WASHINGTON - ISIS has dominated the news recently, but the terror group Boko Haram is responsible for the mass kidnapping of students in Nigeria and many other atrocities.
It is hard to forget the images of hundreds of Nigerian schoolgirls taken by Boko Haram in April of last year, violently awakened and snatched from their boarding school in the dead of the night by the group, which is opposed to Western education.
The global hashtag #BringBackOurGirls became a trending rallying cry that reached all the way to the White House. Now, a year and a half later, the headlines have died down, yet 219 girls from the Nigerian town of Chibok remain captive - but 57 managed to escape.
Human rights lawyer Emmanuel Ogebe of Northern Virginia has helped bring more than a dozen girls to the United States. The latest girl arrived just last month.
"Being here reduces the trauma of living in the shadows of the terrorists and the terror threat," said Ogebe.
A political prisoner himself in Nigeria, he came to the U.S. after being tortured and interrogated over a two-month period.
"We are talking about just abduction off of the street -- taken away -- no one knows where you are," he said.
Now, Ogebe's life calling is to help other victims, like Saalome, who spoke to us about the night she was taken.
"They said that we should say our last prayer. That they're going to kill all of us," she said.
Saalome said terrorists loaded the girls onto trucks in the middle of the night and that she had no idea where they were going. It was then that she and a friend decided to risk death to escape.

» STUDY MATERIAL
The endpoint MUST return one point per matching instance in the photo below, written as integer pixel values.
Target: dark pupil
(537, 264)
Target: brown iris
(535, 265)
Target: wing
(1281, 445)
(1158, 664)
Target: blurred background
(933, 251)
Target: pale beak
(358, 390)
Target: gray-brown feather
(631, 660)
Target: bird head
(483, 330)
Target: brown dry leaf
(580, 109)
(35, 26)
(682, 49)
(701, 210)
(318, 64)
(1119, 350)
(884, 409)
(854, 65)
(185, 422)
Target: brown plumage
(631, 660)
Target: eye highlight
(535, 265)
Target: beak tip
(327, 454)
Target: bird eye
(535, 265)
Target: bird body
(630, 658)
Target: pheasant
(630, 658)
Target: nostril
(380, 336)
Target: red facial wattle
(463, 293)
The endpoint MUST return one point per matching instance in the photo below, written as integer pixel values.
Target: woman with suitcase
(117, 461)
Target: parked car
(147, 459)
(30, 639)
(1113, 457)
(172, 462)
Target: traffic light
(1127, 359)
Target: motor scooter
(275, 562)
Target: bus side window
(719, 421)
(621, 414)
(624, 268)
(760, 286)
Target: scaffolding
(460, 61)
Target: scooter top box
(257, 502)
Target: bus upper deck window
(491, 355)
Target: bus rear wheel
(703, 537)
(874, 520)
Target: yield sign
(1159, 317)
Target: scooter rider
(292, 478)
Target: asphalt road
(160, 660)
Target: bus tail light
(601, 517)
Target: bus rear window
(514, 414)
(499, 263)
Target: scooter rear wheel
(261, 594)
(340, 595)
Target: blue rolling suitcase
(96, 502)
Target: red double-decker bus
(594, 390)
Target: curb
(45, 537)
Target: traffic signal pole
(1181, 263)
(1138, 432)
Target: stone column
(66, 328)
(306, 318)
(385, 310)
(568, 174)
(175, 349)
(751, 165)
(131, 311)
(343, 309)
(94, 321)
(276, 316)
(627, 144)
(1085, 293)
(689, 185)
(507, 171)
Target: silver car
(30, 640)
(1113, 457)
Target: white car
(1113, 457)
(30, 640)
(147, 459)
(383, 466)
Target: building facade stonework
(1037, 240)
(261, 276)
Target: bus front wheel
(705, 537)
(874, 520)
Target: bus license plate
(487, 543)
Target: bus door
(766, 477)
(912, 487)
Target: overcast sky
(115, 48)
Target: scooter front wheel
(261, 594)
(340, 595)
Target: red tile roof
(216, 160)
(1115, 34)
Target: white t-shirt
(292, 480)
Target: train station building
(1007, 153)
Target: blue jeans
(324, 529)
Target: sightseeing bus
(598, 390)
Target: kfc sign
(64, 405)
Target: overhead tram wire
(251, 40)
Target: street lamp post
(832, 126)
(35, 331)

» REQUIRED ACTION 1
In the Boko Haram report, how many girls from Chibok remain captive?
» REQUIRED ACTION 2
Reproduce the Boko Haram report word for word from "The global hashtag" to "a two-month period.".
» REQUIRED ACTION 3
Continue the Boko Haram report, starting after its final sentence.
The items play no part in this work.

» YOUR RESPONSE 1
219 girls remain captive.

» YOUR RESPONSE 2
The global hashtag #BringBackOurGirls became a trending rallying cry that reached all the way to the White House. Now, a year and a half later, the headlines have died down, yet 219 girls from the Nigerian town of Chibok remain captive - but 57 managed to escape.
Human rights lawyer Emmanuel Ogebe of Northern Virginia has helped bring more than a dozen girls to the United States. The latest girl arrived just last month.
"Being here reduces the trauma of living in the shadows of the terrorists and the terror threat," said Ogebe.
A political prisoner himself in Nigeria, he came to the U.S. after being tortured and interrogated over a two-month period.

» YOUR RESPONSE 3
"I would rather die -- jump out and die -- than to go with them because I didn't know where I am going and she said okay - she would jump with me," Saalome said.
Now, thanks to Ogebe, both girls are back in school here in the United States. Saalome said Ogebe is like a father to her.
"He's not my biological dad, but my dad now in the United States, and I feel like I can't even explain how I feel about him," she said.
Saalome knows she is one of the lucky ones and the fate of her friends weighs heavily on her mind.
"We'll never forget about them because we don't know what may be and how it's going to end," she said.
As for Ogebe, who already has two children of his own with his wife, he finds joy in his expanding family.
"Frankly, 'til this moment I can't believe that I have a dozen, you know, kids that I am essentially parenting and supporting. And up 'til now, I can't believe that my wife let me do that," Ogebe said. "I mean it wasn't in the wedding vows, at last I checked!"
He said it has become a consuming passion for him to be a voice for the victims of terror.
"There are certain situations that you come across where you don't need to pray because you are the answer to that prayer. You are the answer to an unspoken prayer," he said.
Ogebe said two of the students he has taken in have been accepted to college.